## Task objective
Begin at the line that has "like [107, 26].", stop after the line that has "like [206, 179].", and print exactly those lines from the records below, without any pictures.

## Provided records

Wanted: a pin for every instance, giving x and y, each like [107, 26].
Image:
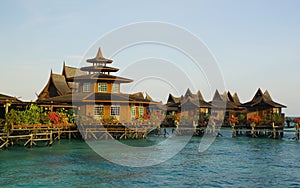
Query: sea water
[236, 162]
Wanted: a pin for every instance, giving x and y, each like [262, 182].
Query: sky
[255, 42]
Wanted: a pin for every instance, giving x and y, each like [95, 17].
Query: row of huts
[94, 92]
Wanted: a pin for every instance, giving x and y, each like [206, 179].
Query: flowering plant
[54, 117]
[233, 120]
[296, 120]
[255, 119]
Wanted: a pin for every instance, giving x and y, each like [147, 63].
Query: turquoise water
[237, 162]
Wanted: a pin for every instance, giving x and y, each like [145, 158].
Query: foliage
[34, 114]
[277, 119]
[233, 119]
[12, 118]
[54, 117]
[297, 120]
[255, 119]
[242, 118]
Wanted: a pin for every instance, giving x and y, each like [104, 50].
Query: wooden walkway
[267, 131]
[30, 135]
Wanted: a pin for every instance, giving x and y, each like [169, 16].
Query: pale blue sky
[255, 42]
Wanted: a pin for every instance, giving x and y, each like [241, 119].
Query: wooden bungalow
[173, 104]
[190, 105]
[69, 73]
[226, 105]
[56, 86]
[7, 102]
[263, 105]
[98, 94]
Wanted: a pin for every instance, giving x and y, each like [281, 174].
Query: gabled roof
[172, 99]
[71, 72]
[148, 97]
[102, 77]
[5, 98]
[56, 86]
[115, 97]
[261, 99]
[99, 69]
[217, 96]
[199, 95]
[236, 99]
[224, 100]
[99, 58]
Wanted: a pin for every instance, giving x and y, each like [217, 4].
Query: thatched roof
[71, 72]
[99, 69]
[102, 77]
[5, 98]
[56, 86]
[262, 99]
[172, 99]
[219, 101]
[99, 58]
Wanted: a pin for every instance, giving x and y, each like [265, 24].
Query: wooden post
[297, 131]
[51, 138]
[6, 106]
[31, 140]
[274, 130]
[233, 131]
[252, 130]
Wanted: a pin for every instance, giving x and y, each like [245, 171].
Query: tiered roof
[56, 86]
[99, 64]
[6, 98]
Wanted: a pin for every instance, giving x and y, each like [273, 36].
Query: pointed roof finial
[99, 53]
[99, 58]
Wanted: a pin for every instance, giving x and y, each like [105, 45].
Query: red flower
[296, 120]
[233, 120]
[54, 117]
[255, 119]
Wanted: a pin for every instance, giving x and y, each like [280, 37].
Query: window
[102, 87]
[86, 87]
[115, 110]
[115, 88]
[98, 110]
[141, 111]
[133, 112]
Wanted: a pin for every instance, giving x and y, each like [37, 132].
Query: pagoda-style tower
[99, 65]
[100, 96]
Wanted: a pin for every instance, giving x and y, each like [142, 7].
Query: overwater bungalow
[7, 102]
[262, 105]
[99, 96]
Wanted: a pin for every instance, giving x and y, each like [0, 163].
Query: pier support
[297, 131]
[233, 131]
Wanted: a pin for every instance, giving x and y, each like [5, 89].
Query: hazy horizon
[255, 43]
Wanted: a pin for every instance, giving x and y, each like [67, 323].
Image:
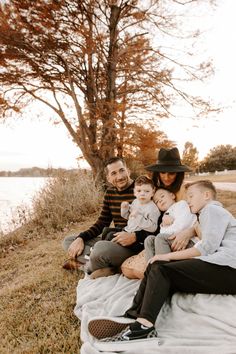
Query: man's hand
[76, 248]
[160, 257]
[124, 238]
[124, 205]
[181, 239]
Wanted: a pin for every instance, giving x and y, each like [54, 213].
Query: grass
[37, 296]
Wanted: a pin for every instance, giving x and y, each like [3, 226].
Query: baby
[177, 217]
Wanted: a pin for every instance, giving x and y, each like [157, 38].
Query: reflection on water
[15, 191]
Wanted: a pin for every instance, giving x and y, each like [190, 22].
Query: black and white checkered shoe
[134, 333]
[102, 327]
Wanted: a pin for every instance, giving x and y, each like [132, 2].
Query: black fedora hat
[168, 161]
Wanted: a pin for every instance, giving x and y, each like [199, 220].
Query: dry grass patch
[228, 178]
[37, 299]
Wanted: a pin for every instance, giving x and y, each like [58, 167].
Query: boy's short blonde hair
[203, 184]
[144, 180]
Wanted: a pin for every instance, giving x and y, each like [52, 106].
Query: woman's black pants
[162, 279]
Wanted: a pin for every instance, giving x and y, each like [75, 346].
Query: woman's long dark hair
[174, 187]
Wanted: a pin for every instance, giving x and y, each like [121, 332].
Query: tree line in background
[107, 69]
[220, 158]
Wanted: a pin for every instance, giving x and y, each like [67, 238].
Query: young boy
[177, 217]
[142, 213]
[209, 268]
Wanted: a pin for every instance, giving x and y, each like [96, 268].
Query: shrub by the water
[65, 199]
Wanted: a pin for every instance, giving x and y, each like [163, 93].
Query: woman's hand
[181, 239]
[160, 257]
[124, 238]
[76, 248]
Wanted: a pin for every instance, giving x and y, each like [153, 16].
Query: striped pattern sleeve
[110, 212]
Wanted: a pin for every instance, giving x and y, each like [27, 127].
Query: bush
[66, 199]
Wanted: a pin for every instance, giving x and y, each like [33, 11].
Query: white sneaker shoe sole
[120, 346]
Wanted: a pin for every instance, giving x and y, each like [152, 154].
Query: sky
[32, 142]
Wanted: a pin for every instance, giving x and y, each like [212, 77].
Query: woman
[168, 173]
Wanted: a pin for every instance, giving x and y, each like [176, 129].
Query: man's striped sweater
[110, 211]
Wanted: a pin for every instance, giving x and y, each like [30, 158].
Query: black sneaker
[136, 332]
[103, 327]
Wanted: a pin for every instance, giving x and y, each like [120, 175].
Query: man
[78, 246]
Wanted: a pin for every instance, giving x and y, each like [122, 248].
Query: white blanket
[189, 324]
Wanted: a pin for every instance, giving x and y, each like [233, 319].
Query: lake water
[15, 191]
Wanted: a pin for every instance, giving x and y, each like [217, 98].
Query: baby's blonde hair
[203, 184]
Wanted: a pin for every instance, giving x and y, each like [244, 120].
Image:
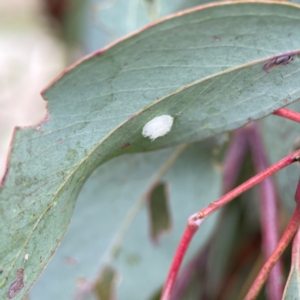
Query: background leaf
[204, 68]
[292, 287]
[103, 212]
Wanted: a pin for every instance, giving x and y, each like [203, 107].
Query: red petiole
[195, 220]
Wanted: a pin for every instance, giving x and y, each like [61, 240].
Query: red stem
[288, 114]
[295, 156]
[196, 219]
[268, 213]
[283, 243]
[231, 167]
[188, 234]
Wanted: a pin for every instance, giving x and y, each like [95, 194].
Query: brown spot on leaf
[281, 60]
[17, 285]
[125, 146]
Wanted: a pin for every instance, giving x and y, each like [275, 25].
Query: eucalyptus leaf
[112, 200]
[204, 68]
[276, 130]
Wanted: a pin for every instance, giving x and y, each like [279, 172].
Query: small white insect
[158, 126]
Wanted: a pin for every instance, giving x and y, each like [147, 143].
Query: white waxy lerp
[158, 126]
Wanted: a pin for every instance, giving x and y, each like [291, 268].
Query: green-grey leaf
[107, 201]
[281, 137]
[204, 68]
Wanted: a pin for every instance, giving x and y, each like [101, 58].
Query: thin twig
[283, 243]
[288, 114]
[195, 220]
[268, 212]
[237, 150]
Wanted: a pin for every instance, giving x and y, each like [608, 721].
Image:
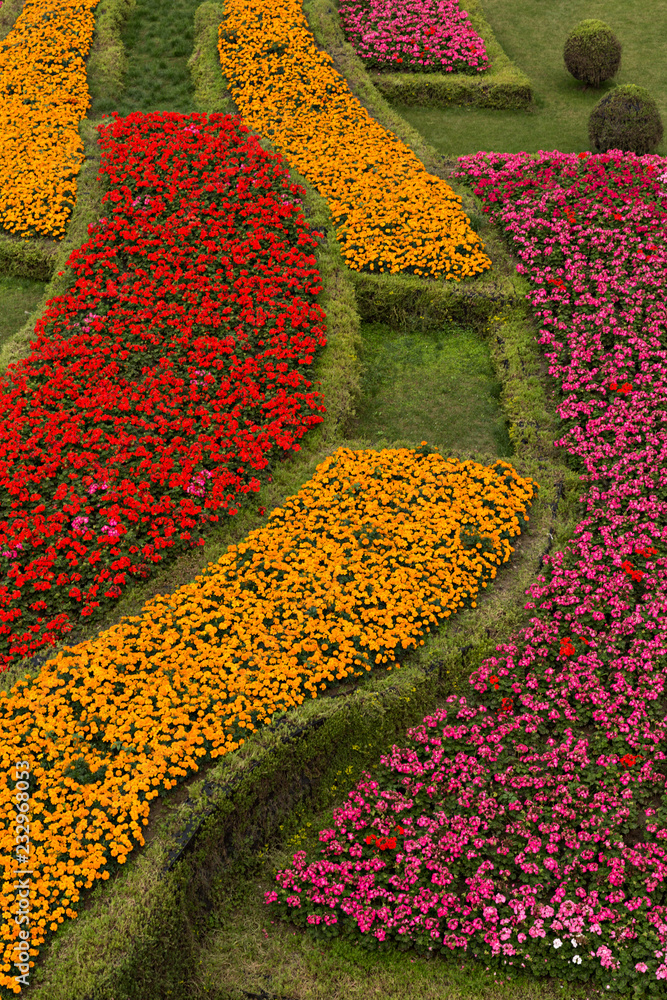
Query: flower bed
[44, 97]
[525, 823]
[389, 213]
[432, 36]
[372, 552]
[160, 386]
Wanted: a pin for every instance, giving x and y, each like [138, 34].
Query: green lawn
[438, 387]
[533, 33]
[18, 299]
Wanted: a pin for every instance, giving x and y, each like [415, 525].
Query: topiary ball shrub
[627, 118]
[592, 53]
--
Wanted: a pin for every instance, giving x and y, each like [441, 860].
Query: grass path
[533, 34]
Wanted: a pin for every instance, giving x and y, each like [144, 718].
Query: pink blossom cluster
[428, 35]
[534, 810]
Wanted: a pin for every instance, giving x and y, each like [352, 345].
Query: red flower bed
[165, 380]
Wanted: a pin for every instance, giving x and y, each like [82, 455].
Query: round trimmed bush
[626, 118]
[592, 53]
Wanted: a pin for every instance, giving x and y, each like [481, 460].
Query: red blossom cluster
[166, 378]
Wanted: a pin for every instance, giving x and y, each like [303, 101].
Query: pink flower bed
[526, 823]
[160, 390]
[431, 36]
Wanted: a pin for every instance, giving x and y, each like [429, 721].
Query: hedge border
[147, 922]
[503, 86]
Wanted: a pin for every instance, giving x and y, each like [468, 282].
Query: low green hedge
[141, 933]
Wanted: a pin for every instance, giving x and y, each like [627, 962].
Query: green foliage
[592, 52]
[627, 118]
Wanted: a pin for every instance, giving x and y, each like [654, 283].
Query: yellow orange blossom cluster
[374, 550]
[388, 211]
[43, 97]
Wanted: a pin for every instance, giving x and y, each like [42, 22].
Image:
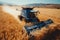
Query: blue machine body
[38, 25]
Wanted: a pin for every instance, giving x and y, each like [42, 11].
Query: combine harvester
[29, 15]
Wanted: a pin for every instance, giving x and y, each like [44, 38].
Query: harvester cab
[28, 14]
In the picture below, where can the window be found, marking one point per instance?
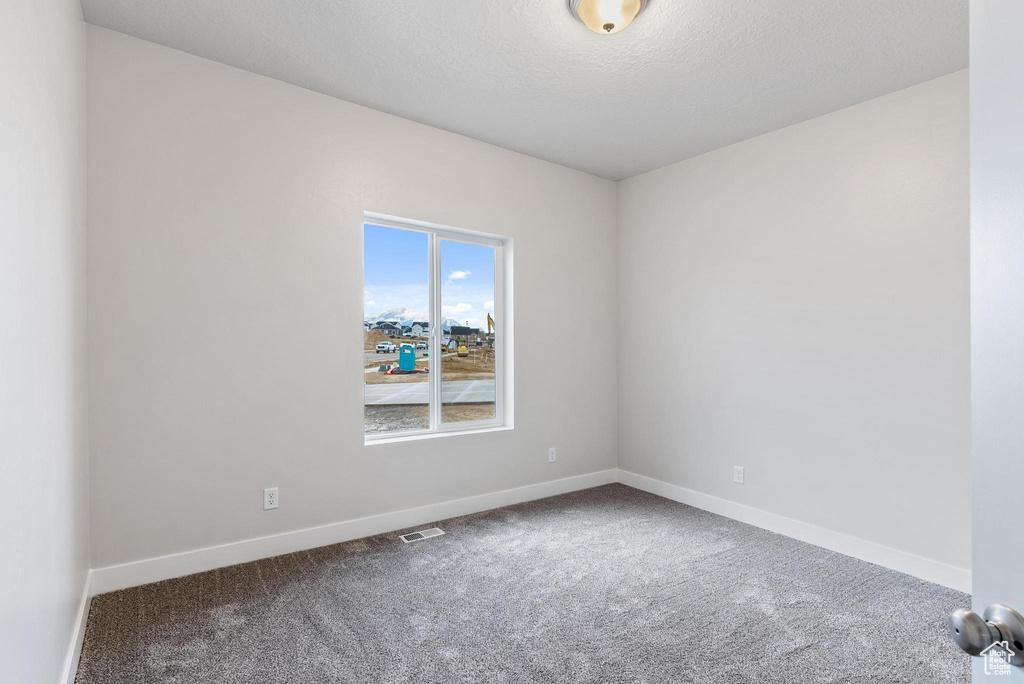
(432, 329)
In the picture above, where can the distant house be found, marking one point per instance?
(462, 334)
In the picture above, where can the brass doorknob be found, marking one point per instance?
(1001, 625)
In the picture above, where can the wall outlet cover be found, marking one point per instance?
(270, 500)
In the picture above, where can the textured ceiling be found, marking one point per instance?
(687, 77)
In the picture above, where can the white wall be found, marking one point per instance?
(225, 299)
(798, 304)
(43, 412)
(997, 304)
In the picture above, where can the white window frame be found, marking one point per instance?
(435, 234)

## Response area
Wanted: a pin for every instance, giving x and y, each like [107, 26].
Image:
Query: sea water
[236, 162]
Wanted: a pin for every instance, giving x and y, each like [262, 182].
Query: sky
[255, 42]
Wanted: a pin for every instance, giving x and y, each like [95, 17].
Query: row of huts
[94, 92]
Wanted: a pin for every instance, giving x and y, each like [206, 179].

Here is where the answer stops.